WORK TO BE COMPLETED:
A word-for-word transcription of the data below is required.

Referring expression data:
---

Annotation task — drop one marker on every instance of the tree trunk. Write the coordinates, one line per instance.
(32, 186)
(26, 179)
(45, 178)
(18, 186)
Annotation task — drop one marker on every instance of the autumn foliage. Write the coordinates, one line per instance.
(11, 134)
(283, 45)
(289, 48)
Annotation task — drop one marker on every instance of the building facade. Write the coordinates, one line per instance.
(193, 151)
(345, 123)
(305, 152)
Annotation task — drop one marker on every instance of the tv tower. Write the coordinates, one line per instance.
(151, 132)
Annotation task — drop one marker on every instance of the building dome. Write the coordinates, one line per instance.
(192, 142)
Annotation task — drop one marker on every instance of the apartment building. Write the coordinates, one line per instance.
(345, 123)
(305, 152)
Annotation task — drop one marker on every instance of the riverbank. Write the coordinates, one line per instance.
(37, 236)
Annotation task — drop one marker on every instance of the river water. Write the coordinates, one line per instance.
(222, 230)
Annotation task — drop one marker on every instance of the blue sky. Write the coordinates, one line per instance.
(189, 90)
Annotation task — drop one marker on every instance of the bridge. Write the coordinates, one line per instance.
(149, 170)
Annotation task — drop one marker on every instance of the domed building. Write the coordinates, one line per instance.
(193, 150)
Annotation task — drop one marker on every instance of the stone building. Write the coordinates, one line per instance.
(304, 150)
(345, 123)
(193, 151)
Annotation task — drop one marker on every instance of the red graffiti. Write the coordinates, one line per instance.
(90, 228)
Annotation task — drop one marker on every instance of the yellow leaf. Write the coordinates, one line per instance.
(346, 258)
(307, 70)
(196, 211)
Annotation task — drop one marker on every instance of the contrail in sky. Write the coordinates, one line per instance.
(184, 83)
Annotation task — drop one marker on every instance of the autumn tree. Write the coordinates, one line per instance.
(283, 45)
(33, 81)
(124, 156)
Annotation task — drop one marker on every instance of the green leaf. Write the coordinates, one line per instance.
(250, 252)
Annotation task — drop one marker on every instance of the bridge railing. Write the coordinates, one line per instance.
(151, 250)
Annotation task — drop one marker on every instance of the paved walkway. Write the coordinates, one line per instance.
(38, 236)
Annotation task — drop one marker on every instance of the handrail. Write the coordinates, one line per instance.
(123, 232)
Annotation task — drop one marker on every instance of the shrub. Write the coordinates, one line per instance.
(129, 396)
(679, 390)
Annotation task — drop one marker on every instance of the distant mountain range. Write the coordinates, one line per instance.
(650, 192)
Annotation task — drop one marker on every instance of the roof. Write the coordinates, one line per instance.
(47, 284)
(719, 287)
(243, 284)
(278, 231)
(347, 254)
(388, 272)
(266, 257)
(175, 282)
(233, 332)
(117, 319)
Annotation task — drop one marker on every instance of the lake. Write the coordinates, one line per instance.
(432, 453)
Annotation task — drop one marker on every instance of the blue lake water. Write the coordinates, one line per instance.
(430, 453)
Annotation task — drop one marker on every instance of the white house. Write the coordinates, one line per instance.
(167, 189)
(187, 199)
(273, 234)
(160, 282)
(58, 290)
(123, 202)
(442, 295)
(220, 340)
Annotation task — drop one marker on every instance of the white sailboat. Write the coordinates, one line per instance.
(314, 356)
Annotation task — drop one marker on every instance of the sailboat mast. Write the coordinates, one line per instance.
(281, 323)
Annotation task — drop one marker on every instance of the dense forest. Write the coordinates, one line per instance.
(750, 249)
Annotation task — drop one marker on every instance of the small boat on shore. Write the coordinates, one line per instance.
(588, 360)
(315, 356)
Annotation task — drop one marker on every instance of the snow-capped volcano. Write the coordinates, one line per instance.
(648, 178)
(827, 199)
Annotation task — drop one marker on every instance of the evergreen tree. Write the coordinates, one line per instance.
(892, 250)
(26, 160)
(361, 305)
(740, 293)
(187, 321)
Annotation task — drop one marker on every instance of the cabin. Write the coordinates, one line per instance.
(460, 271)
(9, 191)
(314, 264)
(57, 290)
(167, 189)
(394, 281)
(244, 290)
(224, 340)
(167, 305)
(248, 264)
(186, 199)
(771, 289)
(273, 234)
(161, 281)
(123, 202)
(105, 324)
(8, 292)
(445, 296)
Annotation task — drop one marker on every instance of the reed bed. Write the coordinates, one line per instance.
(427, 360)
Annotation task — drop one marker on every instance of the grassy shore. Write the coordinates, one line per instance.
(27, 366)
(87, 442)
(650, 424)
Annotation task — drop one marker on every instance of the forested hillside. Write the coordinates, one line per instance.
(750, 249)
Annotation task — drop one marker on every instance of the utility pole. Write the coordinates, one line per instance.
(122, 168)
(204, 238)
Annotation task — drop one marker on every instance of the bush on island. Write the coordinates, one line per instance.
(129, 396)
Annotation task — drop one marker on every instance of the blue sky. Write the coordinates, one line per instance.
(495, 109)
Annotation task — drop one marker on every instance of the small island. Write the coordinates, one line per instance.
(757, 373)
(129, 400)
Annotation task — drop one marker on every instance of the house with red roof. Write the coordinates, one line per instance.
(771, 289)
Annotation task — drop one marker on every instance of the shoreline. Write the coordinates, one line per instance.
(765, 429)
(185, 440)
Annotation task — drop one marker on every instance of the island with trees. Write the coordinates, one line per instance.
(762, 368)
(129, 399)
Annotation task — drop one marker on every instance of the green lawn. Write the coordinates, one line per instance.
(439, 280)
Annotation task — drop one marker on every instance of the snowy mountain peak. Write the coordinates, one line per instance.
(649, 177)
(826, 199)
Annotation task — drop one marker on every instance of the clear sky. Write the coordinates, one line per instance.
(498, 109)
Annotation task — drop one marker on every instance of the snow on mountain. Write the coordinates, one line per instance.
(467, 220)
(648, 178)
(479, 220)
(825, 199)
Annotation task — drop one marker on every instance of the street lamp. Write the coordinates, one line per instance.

---

EXPECTED ANSWER:
Annotation task — drop one marker on every instance of the tree trunk. Write the coordinates, one line per instance.
(32, 186)
(26, 179)
(45, 178)
(18, 186)
Annotation task — drop one marker on every instance of the autumn foliage. Write the coordinates, one line per instance.
(11, 134)
(283, 45)
(289, 48)
Annotation task — drop one marker on every instance of the building facade. Write the coordinates, one line per instance.
(193, 151)
(345, 123)
(305, 152)
Annotation task — drop one marker on every instance of the tv tower. Write the coordinates, one line per instance.
(151, 132)
Annotation task — drop one marker on every instance of the building dome. Write the coordinates, one line per instance.
(192, 142)
Annotation task — drop one marker on every instance of the apartment building. Write the coordinates, one line per instance.
(345, 123)
(305, 152)
Annotation task — drop one marker on every instance of the riverbank. Write the coordinates, one line per instance.
(37, 236)
Annotation task — drop one marker on every instance of the river water. Write the coordinates, one line per instance.
(222, 230)
Annotation task — drop one marker on every instance of the blue sky. Write the coordinates, one line per instance.
(189, 90)
Annotation task — drop one marker on every instance of the bridge. Write the coordinates, one line per instance.
(149, 170)
Annotation task — drop one marker on every instance of the domed building. Write the coordinates, one line per instance.
(193, 150)
Annotation task — drop one marker on every instance of the stone building. Write the coordinates, one line per instance.
(304, 150)
(345, 123)
(193, 151)
Annotation task — drop one marker on every instance of the red graffiti. Write the coordinates, one line per instance.
(90, 228)
Annotation task — drop one marker on every instance of the yellow leaf. Write the coordinates, one line per instance.
(346, 258)
(307, 70)
(196, 211)
Annotation task — drop one marker on every instance of the contrail in sky. Write the coordinates, one line per instance.
(184, 83)
Annotation task — drop one marker on every instance of the autumn tree. Write the coordinates, one line per instance.
(283, 45)
(33, 81)
(124, 156)
Annotation task — drop one marker on every instance of the green leaf. Write the coordinates, one line per instance.
(250, 252)
Annotation task — drop one marker on every instance of the bridge railing. Write the coordinates, one line per instance.
(151, 250)
Annotation task — drop one marker on every instance of the paved walkway. Write the coordinates, one line per instance.
(38, 236)
Annotation task — drop one marker on every instance of the handrail. Write the coordinates, one line per instance.
(123, 232)
Annotation task — drop one marker on every instance of the shrub. Write the coordinates, one line per instance.
(129, 396)
(679, 390)
Annotation task — drop one marker on every instance of the distant mountain range. Write the coordinates, one line per instance.
(650, 192)
Annotation task — drop one marker on every instance of the roof. Write the coordinates, one line per instance.
(47, 284)
(719, 287)
(243, 284)
(278, 231)
(347, 254)
(388, 272)
(266, 257)
(175, 282)
(233, 332)
(117, 319)
Annotation task — drop one marker on every instance of the lake. Write the coordinates, one line per instance.
(432, 453)
Annotation task — drop one marker on every instance of the blue lake water. Write the coordinates, one line per instance.
(430, 453)
Annotation task — drop one marker on every instance of the white house. Write the coordinates, one line per instance.
(167, 189)
(187, 199)
(273, 234)
(160, 282)
(58, 290)
(123, 202)
(442, 295)
(220, 340)
Annotation task — drop one marker on every instance of the white sailboat. Write the coordinates, one line per instance.
(314, 356)
Annotation task — drop one marker on every instance of the sailboat mast. Write the coordinates, one line per instance.
(281, 323)
Annotation task — drop one marker on every instance of the dense forest. Write the coordinates, one line per instance.
(750, 249)
Annotation task — drop one marker on every instance of the small boat on shore. Write the coordinates, one line per instance.
(588, 360)
(315, 356)
Annotation task — drop one marker on every instance of the snow-capped volcano. Write the coordinates, one line per instance.
(648, 178)
(827, 199)
Annotation task — drop one marker on every instance of the evergreen tree. Write the coordinates, one line per instance.
(892, 250)
(26, 160)
(361, 305)
(740, 293)
(187, 321)
Annotation task — drop one marker on every instance of the cabin. Write the coordinates, one line per instance.
(460, 271)
(9, 191)
(314, 264)
(57, 290)
(167, 189)
(394, 281)
(244, 290)
(224, 340)
(167, 305)
(248, 264)
(186, 199)
(771, 289)
(273, 234)
(161, 281)
(123, 202)
(105, 324)
(8, 292)
(445, 296)
Annotation task — drop one marker on every instance of the reed bed. Write the coordinates, one line per instance.
(427, 360)
Annotation task — drop one marker on every instance of the grassy shore. Write the coordinates, one line per instance.
(27, 366)
(87, 442)
(650, 424)
Annotation task — drop one marker on every instance of the forested hillside. Write the coordinates, one line per instance.
(750, 249)
Annotation task — drop one marker on every instance of the utility pole. Write the coordinates, one line per instance.
(122, 168)
(204, 238)
Annotation task — drop one marker on every instance of the bush on island. Write the coordinates, one line per instance.
(129, 396)
Annotation task — drop one marker on every instance of the blue sky. Write the coordinates, one line per instance.
(495, 109)
Annotation task — drop one marker on every instance of the small island. Write the coordinates, one line per instance.
(757, 373)
(129, 400)
Annotation task — drop one marker on every instance of the house with red roof. Write the coordinates, one line per instance.
(771, 289)
Annotation task — drop one marker on every instance of the shoreline. Write the coordinates, one line per instance.
(765, 429)
(185, 440)
Annotation task — drop one marker on every instance of the island with trees. Write the coordinates, one line per instance.
(762, 368)
(129, 399)
Annotation task — drop one marker on every instance of the green lawn. Write the coordinates, one line per instance.
(439, 280)
Annotation task — drop one marker on every instance of the snowy mountain peak. Write the coordinates, one line per instance.
(649, 177)
(826, 199)
Annotation task — drop one marker on every instance of the clear sky. Write the coordinates, one line per instance.
(498, 109)
Annotation task — drop one marker on every instance of the snow on mountain. Write the coordinates, one line per instance.
(467, 220)
(648, 178)
(479, 220)
(825, 199)
Annotation task — drop one marker on every instance of the street lamp. Write the coordinates, one line per instance.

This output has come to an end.